#### TO DO:
Provide an exact copy of the data, excluding the images.

#### ROWS:

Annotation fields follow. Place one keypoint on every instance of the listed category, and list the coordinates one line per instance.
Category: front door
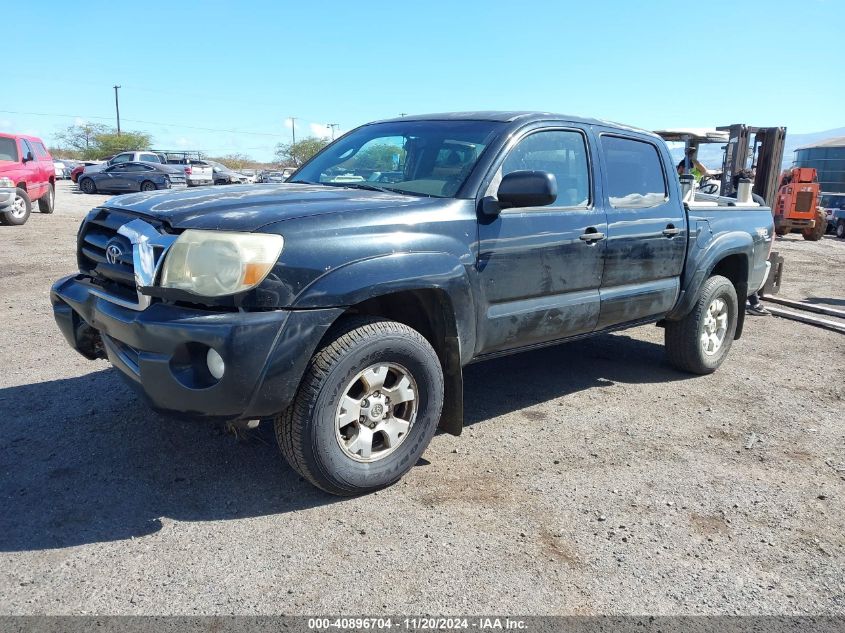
(540, 268)
(646, 232)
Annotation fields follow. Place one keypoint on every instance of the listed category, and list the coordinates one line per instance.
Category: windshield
(430, 158)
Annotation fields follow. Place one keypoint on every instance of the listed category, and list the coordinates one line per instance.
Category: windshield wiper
(368, 187)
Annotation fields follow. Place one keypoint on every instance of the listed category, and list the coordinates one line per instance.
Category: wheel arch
(429, 292)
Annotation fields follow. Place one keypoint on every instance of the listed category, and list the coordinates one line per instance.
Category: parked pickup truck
(345, 312)
(25, 161)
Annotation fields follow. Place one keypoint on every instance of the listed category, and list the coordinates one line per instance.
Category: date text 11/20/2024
(418, 623)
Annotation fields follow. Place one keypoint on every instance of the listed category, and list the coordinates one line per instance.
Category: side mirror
(525, 189)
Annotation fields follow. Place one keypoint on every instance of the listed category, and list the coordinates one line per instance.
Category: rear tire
(700, 341)
(817, 232)
(19, 213)
(47, 202)
(325, 434)
(87, 185)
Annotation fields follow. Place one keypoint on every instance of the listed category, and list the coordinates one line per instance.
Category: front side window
(428, 158)
(26, 148)
(635, 178)
(8, 149)
(562, 153)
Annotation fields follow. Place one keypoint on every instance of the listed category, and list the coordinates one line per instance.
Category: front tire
(700, 341)
(817, 232)
(366, 409)
(20, 211)
(47, 202)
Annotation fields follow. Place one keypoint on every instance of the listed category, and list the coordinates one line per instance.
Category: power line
(179, 125)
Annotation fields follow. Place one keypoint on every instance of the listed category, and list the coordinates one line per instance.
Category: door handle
(591, 236)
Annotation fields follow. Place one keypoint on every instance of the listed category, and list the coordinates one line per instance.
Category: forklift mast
(766, 156)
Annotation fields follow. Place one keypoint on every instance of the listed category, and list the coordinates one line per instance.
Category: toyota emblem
(113, 254)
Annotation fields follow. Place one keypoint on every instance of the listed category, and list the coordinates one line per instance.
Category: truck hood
(249, 207)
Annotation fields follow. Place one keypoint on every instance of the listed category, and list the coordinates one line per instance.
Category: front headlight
(218, 263)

#### EXERCISE SOLUTION:
Annotation fields follow. Place one keypoint on every instance of the listed category, and list the coordinates one line per instance.
Category: front door
(540, 268)
(646, 232)
Annotation fields follow. Place one keypoint on every instance of the listed category, and list the coordinates one line per instance.
Category: windshield
(430, 158)
Annotation fields follow. Place one keypoint on every instance of the listed category, and list the coordinates one line per instance.
Category: windshield wiper
(368, 187)
Annotation fields follow. Place one keypoint on every instance of the listed category, and list the coordinates one line per instance.
Category: wheel arch
(429, 292)
Annotation fields follow. Place one keypoint on every instance of the listed category, and list the coordinates one line per instance.
Category: parked pickup truck
(345, 312)
(25, 161)
Annotation fields follow. Place one keypoint on every instance of the listed category, and list the coordinates one line per instance.
Category: date text 11/20/2024
(418, 623)
Annotation fields follow. Place one keypoint on every instance of the listed category, and list the coordinates one line per instance.
Category: side mirror
(525, 189)
Annotation fields follow. Place one keypoint on every instance of the listed category, and list the coordinates one line per instance.
Category: rear tire
(700, 341)
(817, 232)
(19, 213)
(47, 202)
(325, 434)
(87, 185)
Annotation fields follow. Place one keypoint on every instance of the listed category, and list the coordinates one line per instance.
Category: front side window
(428, 158)
(26, 148)
(635, 178)
(8, 149)
(562, 153)
Annotation fields follow. Place one keypoint on every instance of the listed category, and list the coordinates one line per instance.
Category: front tire
(700, 341)
(817, 232)
(366, 409)
(20, 211)
(47, 202)
Annotation fields follow. Place one keypoint on every instance of the listed category, and list the coordinates one line per instance.
Category: power line
(179, 125)
Annotation fields follow. Place one keypoint on every instance of the listed category, and list the coordinates one line per instance.
Category: door handle
(591, 236)
Annotation fields follow. Place one keypoint on every instance of the listed category, and list the coordinates one line per instance.
Category: forklift mast
(766, 156)
Annotation fields follow. Place one keypoint on every instance of the listed category, and list the coordinates one line per instance.
Category: toyota emblem
(113, 254)
Annotation fields follow. Place one keypoint on every instance of the listed category, and list the coordinates one line per instance.
Category: truck hood
(249, 207)
Annotation fields follow. Place one keypoint on every instance of the listed category, and list the coordinates one line per instance.
Category: front headlight
(218, 263)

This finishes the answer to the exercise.